++++ Dataset ++++
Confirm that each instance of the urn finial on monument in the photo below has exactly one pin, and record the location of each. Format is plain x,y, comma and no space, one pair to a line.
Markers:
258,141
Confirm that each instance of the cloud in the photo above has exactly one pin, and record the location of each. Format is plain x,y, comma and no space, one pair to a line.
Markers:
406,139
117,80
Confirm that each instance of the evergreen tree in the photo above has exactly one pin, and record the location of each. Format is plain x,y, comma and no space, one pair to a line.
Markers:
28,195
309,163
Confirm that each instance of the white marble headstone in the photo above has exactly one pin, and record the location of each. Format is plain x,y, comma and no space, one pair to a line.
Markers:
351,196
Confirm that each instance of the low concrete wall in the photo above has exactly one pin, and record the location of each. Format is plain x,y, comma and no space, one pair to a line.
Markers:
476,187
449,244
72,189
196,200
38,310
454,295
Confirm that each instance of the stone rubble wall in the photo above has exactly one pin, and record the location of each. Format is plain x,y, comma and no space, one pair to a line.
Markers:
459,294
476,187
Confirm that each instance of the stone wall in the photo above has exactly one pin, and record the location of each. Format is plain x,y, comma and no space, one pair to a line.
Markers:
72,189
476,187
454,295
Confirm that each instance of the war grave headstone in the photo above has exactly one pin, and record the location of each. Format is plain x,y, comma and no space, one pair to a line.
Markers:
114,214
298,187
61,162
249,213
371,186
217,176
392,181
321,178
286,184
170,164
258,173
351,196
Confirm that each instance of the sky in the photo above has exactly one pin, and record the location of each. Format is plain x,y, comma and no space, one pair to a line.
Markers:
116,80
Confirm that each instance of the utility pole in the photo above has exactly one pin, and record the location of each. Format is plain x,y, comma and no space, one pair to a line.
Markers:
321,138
++++
#### What the exercise asks:
Render all of the data above as a JSON array of strings, with one string per line and no blank lines.

#### Answer:
[
  "Confirm that each instance of the urn finial on monument in the photo below has exactly one pin, and record the location of each. Format is plain x,y, comma and no space, one pair to a line.",
  "Markers:",
  "258,141",
  "Confirm that each instance of the cloud in the photo above has exactly one pin, and record the location of each. Format is plain x,y, comma and no space, one pair to a line.",
  "Markers:",
  "406,139",
  "117,80",
  "Confirm that each instance of the evergreen tree in the photo above has exactly one pin, and record the location of each. Format is plain x,y, comma and no space, one pair to a line.",
  "Markers:",
  "28,195",
  "309,163",
  "Confirm that each instance of the white marble headstone in the photo above has exactly one pin, and record the location of each. Format is plain x,y, comma and no space, one pair to a line.",
  "Markers:",
  "351,196",
  "Confirm that each instance of the low concrete wall in the photo above has exactly one pin, and record the location of each. Format is plain x,y, comma and no space, one pair to a line.",
  "Markers:",
  "476,187",
  "449,244",
  "72,189",
  "196,200",
  "38,310",
  "454,295",
  "Confirm that each instance of the stone rubble wall in the photo above has exactly one pin, and record the location of each. Format is plain x,y, comma and no space, one pair to a line.",
  "Markers:",
  "459,294",
  "476,187",
  "Confirm that each instance of the stone wall in the photo above has exactly one pin, and record the location of each. Format is plain x,y, comma and no space, one pair to a line.",
  "Markers:",
  "72,189",
  "476,187",
  "454,295",
  "Confirm that each instance of the war grave headstone in the photo above has exactly one pin, and record the location of each. Format is plain x,y, comma and no space, one pair to a line.",
  "Markers:",
  "114,214",
  "298,187",
  "61,162",
  "249,213",
  "371,186",
  "217,176",
  "392,181",
  "321,178",
  "286,184",
  "170,164",
  "258,173",
  "351,196",
  "Confirm that each instance of the sky in the photo above has exactly one pin, and record the location of each. Format is plain x,y, comma and no space, one pair to a line.",
  "Markers:",
  "116,80",
  "Confirm that each instance of the utility pole in the photo above has exactly one pin, and record the location of each. Format is plain x,y, comma and no space, one pair to a line.",
  "Markers:",
  "321,138"
]